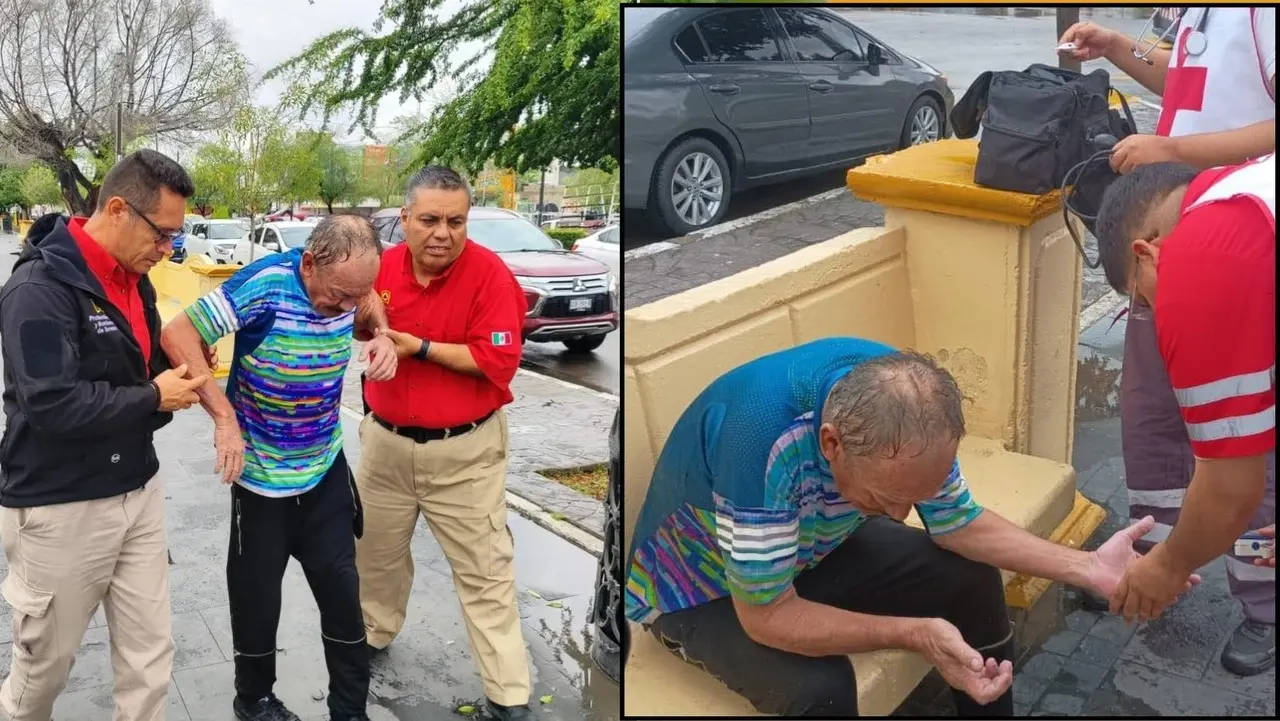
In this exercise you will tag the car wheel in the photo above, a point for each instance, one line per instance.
(691, 186)
(924, 122)
(584, 345)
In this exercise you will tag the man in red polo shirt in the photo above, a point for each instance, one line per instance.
(435, 438)
(85, 389)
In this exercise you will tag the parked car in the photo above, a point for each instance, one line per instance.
(612, 634)
(272, 237)
(722, 99)
(572, 299)
(206, 236)
(603, 246)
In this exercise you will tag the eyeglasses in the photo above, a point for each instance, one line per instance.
(161, 236)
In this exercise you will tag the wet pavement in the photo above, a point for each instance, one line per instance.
(429, 670)
(1095, 664)
(988, 41)
(599, 370)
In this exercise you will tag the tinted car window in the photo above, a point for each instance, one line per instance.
(739, 36)
(691, 45)
(821, 39)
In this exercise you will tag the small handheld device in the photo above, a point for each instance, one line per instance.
(1255, 544)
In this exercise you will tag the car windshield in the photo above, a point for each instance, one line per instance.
(507, 234)
(295, 237)
(224, 231)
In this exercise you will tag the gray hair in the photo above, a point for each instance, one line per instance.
(435, 178)
(339, 237)
(892, 402)
(1125, 211)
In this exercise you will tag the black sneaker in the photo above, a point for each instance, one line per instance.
(266, 708)
(508, 712)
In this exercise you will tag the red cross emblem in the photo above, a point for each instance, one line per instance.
(1184, 87)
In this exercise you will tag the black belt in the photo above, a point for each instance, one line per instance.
(424, 434)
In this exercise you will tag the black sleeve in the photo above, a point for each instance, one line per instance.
(39, 336)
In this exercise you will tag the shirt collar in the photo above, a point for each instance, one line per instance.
(100, 263)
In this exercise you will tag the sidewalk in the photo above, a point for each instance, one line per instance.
(428, 671)
(1095, 664)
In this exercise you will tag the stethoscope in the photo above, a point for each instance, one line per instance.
(1196, 42)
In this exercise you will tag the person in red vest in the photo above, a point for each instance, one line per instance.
(1217, 90)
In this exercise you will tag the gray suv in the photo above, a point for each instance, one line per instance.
(722, 99)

════

*What you need to do*: Could you reproduce every line of the records above word for word, omitting the pictures?

*In response*:
In this exercise you will tag the car wheel in the photo above, a point for each instance, one line per instance.
(691, 186)
(924, 122)
(584, 345)
In this exercise you will tag the man in red polo shirt in the photo above, a point for each instance, one line per instance.
(435, 438)
(85, 389)
In this exercise you will tag the parked car in the photo above, a point for each instance, one line per instance.
(612, 634)
(272, 237)
(722, 99)
(572, 299)
(206, 236)
(603, 246)
In this exercise you will tag the eyeglasses in the photo above, a point for each instance, one line per instance.
(161, 236)
In this exercise you will tag the wet pavement in the photo above, a point for each instance, one line per instance.
(429, 670)
(1095, 664)
(988, 41)
(599, 370)
In this exercise you will tag the tinted car window in the photo above, a point for each instance, one line per instance.
(739, 36)
(691, 45)
(821, 39)
In this exercise you will tag the small handheld device in the photo above, a point for each instance, one line per instance.
(1255, 544)
In this exercise you will tag the car windshield in the photo above, a point for each instance, one line per instance.
(507, 234)
(295, 237)
(224, 231)
In this exercise you will tag the gray hair in the photo above, a point for each instance, one line per instance.
(435, 178)
(339, 237)
(892, 402)
(1125, 211)
In this exercise you will tag the black sneaker in the photo above, a point for each instance, one line per instance.
(266, 708)
(508, 712)
In this exercise you will tag the red cross emblem in the photo above, a point for each instance, one line per instance.
(1184, 87)
In this exercise you will tag the black belt in the photo above, a point for each instance, one line per instance.
(424, 434)
In this exercise you will tag the black sleeve in the photo above, a point for each instance, one line per instance.
(39, 336)
In this exercise you will tag the shirt collar in the photo above, a point for each instance, one line per instance.
(100, 263)
In this exercise you will tag the sidewalk in the photo above, a point for each instance, one line per instance.
(428, 671)
(1095, 664)
In this exercise you will tag the stethoscope in the photo above, a point for each instance, one line per instance.
(1196, 42)
In this exercise you will tag the person in red vest in the photo above, a point for each instance, one line per instance.
(1217, 90)
In this exercise you will tag the gray suv in the photo above, a point for each instance, one line per instance.
(722, 99)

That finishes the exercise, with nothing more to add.